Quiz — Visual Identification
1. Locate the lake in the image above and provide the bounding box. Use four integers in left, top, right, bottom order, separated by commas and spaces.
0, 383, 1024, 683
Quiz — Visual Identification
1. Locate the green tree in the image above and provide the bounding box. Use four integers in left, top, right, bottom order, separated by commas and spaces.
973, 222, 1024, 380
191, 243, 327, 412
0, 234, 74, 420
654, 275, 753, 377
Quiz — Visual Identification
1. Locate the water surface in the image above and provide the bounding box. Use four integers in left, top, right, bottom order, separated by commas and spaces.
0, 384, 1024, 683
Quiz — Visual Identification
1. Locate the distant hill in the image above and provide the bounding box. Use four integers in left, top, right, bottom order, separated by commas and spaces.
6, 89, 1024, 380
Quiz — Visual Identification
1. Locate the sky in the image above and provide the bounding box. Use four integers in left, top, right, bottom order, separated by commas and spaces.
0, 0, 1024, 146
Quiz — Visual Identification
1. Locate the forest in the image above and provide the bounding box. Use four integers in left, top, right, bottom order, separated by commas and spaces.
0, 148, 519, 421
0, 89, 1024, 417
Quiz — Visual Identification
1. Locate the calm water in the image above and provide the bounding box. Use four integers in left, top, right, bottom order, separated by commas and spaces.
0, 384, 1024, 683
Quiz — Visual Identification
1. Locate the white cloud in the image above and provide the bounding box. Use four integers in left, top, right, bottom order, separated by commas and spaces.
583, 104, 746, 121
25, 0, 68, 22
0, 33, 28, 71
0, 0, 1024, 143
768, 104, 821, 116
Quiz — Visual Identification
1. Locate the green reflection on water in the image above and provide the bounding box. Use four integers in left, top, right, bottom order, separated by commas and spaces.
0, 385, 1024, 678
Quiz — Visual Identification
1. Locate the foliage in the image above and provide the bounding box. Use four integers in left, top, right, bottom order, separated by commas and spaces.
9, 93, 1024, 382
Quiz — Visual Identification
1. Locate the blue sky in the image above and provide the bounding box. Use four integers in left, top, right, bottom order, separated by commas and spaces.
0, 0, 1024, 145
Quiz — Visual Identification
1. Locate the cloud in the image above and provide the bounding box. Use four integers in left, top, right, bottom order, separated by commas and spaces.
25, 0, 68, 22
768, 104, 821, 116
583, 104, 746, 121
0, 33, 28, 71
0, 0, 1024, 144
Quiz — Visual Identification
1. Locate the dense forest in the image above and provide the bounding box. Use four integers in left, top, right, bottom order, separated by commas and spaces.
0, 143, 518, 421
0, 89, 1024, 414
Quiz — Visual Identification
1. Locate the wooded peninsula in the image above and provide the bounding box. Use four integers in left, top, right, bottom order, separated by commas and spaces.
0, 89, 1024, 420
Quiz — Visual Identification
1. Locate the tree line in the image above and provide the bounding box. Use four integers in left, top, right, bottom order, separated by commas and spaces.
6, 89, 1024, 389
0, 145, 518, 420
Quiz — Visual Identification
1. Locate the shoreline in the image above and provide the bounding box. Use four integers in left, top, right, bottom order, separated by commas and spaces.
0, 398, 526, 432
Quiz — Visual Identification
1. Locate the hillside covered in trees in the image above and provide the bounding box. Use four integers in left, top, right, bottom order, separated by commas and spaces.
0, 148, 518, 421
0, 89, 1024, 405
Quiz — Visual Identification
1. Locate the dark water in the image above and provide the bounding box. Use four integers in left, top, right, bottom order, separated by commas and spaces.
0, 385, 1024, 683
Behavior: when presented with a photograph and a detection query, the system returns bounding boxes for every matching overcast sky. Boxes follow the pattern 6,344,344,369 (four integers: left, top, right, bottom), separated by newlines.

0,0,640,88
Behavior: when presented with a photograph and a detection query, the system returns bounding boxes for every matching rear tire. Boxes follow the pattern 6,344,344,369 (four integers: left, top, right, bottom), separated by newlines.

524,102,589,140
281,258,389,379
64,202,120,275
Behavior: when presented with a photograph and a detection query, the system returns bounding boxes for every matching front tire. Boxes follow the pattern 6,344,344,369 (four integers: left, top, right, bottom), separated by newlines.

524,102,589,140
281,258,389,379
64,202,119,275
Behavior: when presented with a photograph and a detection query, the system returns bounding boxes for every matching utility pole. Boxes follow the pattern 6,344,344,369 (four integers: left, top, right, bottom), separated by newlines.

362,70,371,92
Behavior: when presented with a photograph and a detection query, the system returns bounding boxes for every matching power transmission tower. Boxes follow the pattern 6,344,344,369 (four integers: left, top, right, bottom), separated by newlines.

• _Task to carry out_: Type out the entries again, word for word.

• _The output_:
Quiz — Visual Identification
1. Locate the lake in the image above and provide the bounding box. Use four integers in left, top, right, bottom order, separated by commas and spaces.
0, 383, 1024, 683
Quiz — Visual Identification
1. Locate the green tree in the image above and provide the bounding box. Use four integers in left, top, right, bottom order, separated by commas and spaces.
973, 222, 1024, 380
191, 243, 327, 412
0, 234, 74, 420
654, 275, 753, 377
Quiz — Visual Identification
1. Locate the water surface in the image above and provide the bounding box. Use four integers in left, top, right, bottom order, separated by commas and spaces.
0, 384, 1024, 683
Quiz — Visual Identification
1. Locate the distant hill in the image above and provide the bounding box. Use four integers in left, top, right, bottom order, separated by commas and spaces.
6, 89, 1024, 380
Quiz — Visual Identification
1. Locate the sky in the image above and provide the bounding box. Use four integers in left, top, right, bottom order, separated by commas and spaces.
0, 0, 1024, 146
Quiz — Visual Identification
1. Locate the forest in the image above and provide the bounding box. Use four integers in left, top, right, bottom order, separated by commas and spaces.
0, 148, 519, 421
0, 89, 1024, 417
Quiz — Visual Identification
1. Locate the calm water in the image above and provide the bounding box. Use four integers in left, top, right, bottom order, separated by commas and spaces.
0, 384, 1024, 683
Quiz — Visual Identification
1. Locate the white cloud in the image above and provide the bounding box. Use four integers in left, top, right, bottom order, separated by commas and spaces.
583, 104, 746, 121
25, 0, 68, 22
0, 33, 28, 71
0, 0, 1024, 143
768, 104, 821, 116
Quiz — Visual Identification
1. Locate the green reflection on water in the image above and provide the bounding box. Use four integers in left, top, right, bottom order, separated by commas and spaces.
0, 385, 1024, 678
Quiz — Visual Identification
1. Locate the foliage in the image above and provide the bounding box. Use four integers in left, top, right, bottom order, separated by commas and spaces.
9, 93, 1024, 382
Quiz — Visual Identification
1. Locate the blue sky in the image above and provide the bounding box. Use four integers in left, top, right, bottom order, separated by commas and spaces.
0, 0, 1024, 145
Quiz — Visual Identification
1. Locate the cloud in the image above and provide the bounding box. Use four integers in left, top, right, bottom order, separated by commas and spaces.
25, 0, 68, 22
768, 104, 821, 116
583, 104, 746, 121
0, 33, 28, 71
0, 0, 1024, 144
Quiz — Visual Identification
1. Locate the dense forest in the image above and provide the bounding box. Use four integers in left, top, right, bottom order, separated by commas and spaces.
0, 143, 518, 421
0, 89, 1024, 414
Quiz — Visual Identification
1. Locate the wooded peninsula in the image above and provide the bounding box. Use four integers in left, top, right, bottom order, separated by commas and spaces.
0, 89, 1024, 420
Quiz — Visual Identification
1. Locate the tree line in the image above and provide the bounding box. Use four integers in left, top, right, bottom order, separated by commas and spaces.
6, 89, 1024, 389
0, 145, 518, 420
Quiz — Visual Identification
1. Locate the shoreline in the image above and provide the bounding box. Use four integers in left, top, right, bottom order, separated by commas and spaces.
0, 398, 526, 432
Quiz — Visual Identification
1. Locate the hillside covered in trees in the image above and provide the bounding box. Use four integers in left, top, right, bottom order, separated by commas and spaces.
0, 148, 518, 421
0, 89, 1024, 405
Quiz — Visual Identification
1. Locate the dark water in the image above and provide the bounding box. Use four integers in left, top, right, bottom order, separated by commas and spaces.
0, 385, 1024, 683
Behavior: when presented with a photograph and a detection query, the system returns bounding boxes for every matching overcast sky. Boxes follow the pattern 6,344,344,369 (four integers: left, top, right, bottom), separated by newlines.

0,0,640,88
Behavior: when presented with a photograph and a detection query, the system returns bounding boxes for every matching rear tire. Boxes follow the pattern 6,344,344,369 (four integers: left, top, right, bottom), separated by newlines.

524,102,589,140
281,258,389,379
64,202,120,275
Behavior: when presented with a photograph and a detection query, the system returns bounding boxes for every matching front tire. Boxes follow the pattern 6,344,344,369 (four integers: left, top, right, bottom), separated by newlines.

524,102,589,140
281,258,389,379
64,202,119,275
Behavior: when presented with a photograph and a detection query, the system returns bounding boxes for every matching utility pole. Boxes follow the pattern 6,344,344,369 (four integers: left, top, right, bottom), separated by newlines.

362,70,371,92
Behavior: when presented with a photograph and a detection query, the system returns bounding boxes for every matching power transmission tower. Boxes follow the pattern 6,344,344,369 (four integers: left, top, right, bottom), separated by newlines.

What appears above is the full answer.